* **PROBLEM STATEMENT**
Below are some records. Say how many of their lines include the string "garment", giving only the number.

━━━ RECORDED INFORMATION ━━━

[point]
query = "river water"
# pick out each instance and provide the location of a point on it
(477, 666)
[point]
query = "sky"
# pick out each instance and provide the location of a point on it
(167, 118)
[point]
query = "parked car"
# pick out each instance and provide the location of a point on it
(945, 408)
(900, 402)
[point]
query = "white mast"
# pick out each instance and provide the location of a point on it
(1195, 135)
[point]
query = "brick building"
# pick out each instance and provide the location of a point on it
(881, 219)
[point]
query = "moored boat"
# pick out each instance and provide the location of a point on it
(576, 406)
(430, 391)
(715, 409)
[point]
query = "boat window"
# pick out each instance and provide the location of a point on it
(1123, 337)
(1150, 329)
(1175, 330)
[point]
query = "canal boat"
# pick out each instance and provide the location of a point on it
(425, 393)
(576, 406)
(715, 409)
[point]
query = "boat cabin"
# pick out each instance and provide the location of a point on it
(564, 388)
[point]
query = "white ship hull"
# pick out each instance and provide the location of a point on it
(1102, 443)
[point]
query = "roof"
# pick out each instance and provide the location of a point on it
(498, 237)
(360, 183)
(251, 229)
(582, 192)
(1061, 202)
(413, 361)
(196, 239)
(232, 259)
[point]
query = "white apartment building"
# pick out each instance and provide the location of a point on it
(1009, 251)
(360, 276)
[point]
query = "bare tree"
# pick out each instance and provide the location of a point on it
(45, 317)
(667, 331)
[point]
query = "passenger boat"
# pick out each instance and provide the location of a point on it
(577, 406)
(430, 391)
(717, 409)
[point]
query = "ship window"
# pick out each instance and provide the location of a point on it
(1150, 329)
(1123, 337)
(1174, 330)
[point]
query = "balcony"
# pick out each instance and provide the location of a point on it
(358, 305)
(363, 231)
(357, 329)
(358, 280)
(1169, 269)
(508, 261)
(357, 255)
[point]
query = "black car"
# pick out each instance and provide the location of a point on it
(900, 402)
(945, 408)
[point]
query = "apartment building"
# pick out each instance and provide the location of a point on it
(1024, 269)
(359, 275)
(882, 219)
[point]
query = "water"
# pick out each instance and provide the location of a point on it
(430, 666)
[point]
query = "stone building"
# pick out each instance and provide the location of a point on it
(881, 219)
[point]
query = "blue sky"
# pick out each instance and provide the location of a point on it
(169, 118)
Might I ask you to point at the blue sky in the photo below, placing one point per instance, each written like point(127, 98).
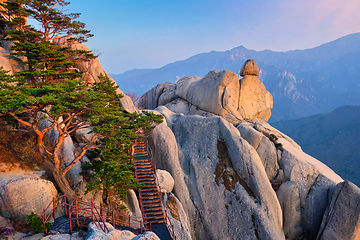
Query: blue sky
point(149, 34)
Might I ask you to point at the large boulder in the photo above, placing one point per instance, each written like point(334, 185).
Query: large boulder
point(20, 197)
point(166, 181)
point(263, 146)
point(255, 101)
point(342, 217)
point(249, 68)
point(147, 236)
point(177, 216)
point(218, 93)
point(11, 63)
point(231, 197)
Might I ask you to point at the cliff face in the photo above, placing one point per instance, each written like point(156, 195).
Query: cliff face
point(237, 177)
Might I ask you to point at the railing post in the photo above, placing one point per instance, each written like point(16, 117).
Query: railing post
point(77, 213)
point(92, 211)
point(113, 219)
point(66, 210)
point(54, 208)
point(70, 223)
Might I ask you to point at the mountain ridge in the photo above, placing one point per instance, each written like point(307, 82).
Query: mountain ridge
point(332, 138)
point(302, 82)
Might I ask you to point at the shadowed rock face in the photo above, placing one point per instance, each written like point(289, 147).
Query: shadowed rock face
point(21, 196)
point(218, 93)
point(219, 179)
point(223, 177)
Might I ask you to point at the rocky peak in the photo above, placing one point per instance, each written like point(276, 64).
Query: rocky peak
point(219, 93)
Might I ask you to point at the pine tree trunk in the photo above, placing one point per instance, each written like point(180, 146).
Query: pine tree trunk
point(63, 184)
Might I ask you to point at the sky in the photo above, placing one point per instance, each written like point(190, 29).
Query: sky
point(140, 34)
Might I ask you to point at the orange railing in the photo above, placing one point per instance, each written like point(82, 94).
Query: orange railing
point(167, 221)
point(79, 210)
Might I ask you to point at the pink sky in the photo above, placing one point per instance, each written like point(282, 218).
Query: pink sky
point(150, 34)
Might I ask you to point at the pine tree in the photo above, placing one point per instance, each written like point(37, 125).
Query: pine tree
point(48, 91)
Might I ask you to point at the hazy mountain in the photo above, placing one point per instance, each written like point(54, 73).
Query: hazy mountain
point(332, 138)
point(302, 82)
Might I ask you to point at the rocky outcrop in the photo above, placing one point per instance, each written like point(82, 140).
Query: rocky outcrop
point(95, 233)
point(249, 68)
point(91, 71)
point(218, 93)
point(20, 197)
point(342, 217)
point(177, 216)
point(224, 175)
point(221, 179)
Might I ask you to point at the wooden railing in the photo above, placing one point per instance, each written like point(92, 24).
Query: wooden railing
point(167, 221)
point(80, 212)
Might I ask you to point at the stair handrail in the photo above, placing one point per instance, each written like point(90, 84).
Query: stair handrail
point(97, 222)
point(169, 225)
point(116, 218)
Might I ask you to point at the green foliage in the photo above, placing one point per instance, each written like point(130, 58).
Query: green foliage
point(45, 49)
point(273, 138)
point(278, 145)
point(36, 222)
point(48, 90)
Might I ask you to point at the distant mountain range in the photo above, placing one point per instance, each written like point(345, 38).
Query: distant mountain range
point(302, 82)
point(332, 138)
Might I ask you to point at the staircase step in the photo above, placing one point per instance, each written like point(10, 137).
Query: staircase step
point(150, 197)
point(153, 209)
point(155, 204)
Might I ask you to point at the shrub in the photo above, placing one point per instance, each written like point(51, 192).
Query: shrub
point(273, 138)
point(36, 222)
point(6, 230)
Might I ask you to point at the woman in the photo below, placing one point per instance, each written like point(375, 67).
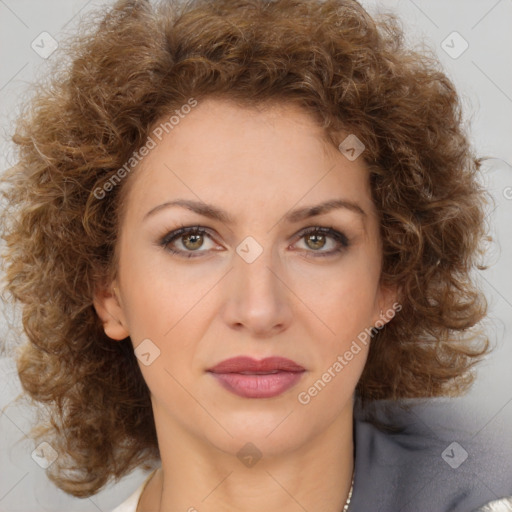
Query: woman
point(228, 221)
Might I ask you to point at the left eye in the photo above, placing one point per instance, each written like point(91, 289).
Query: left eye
point(316, 238)
point(192, 240)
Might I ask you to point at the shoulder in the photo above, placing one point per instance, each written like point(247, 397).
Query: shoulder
point(434, 454)
point(130, 504)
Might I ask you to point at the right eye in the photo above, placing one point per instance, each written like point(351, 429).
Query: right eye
point(191, 239)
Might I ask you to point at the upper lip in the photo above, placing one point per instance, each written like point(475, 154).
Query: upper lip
point(249, 365)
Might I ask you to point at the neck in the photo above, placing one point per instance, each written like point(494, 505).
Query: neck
point(198, 477)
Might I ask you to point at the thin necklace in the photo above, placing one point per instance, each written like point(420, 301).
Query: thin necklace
point(345, 507)
point(347, 503)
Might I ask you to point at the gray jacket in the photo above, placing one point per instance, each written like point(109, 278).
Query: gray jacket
point(436, 455)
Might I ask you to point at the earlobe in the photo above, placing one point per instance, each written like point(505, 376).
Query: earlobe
point(108, 307)
point(389, 305)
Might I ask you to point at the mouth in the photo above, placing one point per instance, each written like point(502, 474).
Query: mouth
point(250, 378)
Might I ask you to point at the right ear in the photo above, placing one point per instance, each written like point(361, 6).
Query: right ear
point(108, 306)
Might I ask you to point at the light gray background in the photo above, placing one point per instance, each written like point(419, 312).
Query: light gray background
point(483, 76)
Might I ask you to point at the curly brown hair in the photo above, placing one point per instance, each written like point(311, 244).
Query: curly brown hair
point(134, 63)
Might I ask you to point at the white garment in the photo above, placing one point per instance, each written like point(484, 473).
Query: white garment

━━━

* **ANSWER TO THE PROBLEM**
2